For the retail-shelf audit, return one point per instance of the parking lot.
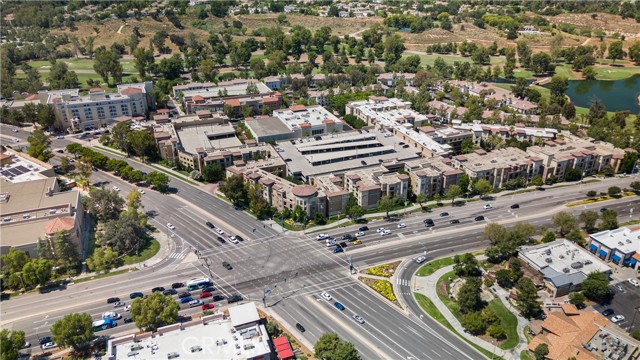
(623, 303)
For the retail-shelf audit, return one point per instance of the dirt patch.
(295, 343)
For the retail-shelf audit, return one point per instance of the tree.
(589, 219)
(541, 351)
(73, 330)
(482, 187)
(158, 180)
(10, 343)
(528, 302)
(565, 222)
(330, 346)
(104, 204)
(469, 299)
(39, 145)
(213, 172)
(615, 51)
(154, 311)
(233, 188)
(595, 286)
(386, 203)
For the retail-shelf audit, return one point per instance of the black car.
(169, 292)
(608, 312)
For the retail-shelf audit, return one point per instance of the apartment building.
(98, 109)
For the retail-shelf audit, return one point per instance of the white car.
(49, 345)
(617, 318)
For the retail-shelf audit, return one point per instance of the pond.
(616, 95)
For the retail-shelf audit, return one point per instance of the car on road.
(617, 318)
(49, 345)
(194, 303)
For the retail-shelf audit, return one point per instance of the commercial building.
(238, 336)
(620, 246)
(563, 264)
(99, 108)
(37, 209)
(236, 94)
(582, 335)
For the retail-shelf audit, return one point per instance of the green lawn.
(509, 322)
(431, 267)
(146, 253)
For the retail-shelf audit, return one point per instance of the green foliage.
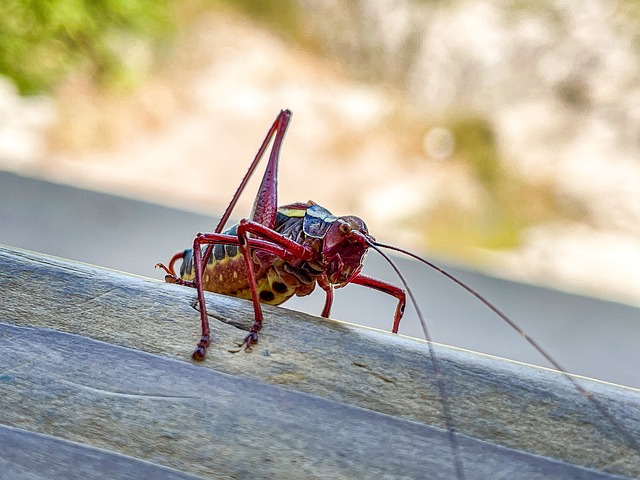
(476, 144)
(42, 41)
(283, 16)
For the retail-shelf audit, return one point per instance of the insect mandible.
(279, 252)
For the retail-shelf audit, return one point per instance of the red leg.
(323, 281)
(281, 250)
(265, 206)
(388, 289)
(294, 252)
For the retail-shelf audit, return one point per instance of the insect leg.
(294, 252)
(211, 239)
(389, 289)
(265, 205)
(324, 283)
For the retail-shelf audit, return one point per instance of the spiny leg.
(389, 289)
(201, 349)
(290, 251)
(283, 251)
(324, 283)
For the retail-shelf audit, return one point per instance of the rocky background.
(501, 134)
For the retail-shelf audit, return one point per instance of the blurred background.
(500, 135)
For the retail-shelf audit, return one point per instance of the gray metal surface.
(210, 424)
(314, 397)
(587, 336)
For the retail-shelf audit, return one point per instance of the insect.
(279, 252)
--
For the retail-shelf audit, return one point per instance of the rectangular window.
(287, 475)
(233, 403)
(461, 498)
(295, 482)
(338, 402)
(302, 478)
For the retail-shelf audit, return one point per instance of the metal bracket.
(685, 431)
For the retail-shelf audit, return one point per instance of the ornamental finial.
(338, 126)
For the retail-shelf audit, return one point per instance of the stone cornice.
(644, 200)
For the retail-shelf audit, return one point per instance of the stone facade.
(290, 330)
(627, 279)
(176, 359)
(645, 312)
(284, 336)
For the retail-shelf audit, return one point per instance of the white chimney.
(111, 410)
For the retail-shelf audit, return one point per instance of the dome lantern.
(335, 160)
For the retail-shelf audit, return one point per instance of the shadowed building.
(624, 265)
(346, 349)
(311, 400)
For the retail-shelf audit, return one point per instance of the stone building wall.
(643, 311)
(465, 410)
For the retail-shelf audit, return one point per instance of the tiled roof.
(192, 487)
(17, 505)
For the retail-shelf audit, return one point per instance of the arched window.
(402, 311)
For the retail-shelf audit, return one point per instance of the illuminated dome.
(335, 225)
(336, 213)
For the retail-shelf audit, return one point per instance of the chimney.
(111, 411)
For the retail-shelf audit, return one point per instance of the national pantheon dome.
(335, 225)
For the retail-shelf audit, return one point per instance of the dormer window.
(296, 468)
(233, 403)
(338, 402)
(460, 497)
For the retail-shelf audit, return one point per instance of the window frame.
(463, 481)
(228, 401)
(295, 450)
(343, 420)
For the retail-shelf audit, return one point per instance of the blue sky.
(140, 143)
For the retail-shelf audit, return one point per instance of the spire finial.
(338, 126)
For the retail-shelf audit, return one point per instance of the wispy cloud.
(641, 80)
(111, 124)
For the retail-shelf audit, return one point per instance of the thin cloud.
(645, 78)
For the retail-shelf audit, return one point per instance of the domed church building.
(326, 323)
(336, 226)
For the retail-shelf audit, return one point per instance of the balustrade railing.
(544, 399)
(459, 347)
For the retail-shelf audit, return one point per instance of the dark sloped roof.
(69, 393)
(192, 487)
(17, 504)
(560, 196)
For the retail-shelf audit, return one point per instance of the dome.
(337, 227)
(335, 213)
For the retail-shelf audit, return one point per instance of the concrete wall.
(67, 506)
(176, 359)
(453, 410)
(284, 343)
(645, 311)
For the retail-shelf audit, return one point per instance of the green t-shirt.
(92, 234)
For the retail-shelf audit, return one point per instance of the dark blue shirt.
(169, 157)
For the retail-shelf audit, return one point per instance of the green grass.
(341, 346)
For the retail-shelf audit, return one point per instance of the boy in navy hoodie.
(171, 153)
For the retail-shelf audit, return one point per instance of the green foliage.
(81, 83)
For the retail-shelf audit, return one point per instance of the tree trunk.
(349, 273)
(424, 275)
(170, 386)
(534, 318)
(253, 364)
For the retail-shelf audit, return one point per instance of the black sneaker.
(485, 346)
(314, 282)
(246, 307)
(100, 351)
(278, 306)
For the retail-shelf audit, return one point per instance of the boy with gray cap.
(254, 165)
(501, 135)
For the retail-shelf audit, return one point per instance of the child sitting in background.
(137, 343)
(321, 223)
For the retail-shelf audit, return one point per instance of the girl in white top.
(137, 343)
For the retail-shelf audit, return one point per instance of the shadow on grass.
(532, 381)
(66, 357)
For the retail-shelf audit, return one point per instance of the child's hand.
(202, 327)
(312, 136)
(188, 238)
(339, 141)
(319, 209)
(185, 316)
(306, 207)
--
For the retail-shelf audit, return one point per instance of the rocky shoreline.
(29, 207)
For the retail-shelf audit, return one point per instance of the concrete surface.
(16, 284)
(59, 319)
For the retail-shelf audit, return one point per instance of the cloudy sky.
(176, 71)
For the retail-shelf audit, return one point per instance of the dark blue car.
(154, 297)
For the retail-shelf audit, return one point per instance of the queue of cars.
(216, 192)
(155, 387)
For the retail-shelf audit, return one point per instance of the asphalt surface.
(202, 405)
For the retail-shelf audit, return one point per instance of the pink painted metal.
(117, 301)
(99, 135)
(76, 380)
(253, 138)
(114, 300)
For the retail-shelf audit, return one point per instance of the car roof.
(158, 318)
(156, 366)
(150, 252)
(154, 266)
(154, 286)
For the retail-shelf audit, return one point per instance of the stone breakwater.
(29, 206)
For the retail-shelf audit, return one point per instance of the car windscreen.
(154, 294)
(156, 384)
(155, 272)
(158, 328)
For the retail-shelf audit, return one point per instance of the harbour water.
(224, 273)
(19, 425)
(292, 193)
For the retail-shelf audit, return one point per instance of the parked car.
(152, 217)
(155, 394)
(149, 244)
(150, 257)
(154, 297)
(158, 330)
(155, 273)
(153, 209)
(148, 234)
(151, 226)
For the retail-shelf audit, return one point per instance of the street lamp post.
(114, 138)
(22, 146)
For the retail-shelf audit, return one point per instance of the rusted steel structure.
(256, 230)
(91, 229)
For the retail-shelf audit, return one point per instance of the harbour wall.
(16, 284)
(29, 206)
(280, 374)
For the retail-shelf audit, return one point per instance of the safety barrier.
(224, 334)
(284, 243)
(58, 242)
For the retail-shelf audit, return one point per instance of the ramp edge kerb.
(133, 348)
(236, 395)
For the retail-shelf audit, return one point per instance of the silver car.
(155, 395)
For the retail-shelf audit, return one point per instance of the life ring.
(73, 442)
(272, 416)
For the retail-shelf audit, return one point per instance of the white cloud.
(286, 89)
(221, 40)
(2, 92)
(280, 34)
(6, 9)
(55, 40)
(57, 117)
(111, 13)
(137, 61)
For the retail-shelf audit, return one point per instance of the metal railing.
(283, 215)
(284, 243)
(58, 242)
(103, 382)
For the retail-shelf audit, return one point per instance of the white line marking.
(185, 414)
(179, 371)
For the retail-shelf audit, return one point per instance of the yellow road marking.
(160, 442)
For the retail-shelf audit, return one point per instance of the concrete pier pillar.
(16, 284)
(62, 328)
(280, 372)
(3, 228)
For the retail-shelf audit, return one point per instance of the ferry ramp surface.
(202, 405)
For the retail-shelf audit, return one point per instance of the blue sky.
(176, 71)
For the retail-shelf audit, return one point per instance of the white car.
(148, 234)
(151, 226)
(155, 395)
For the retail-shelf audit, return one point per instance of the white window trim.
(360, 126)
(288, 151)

• [Job]: Collect each line above that contains the string "shirt", treating uppercase and lowercase as different.

• [Exercise answer]:
For the retail-shelf audit, return one point per instance of the green t-shirt.
For the retail-shelf audit, return one point per instance of the dark blue shirt.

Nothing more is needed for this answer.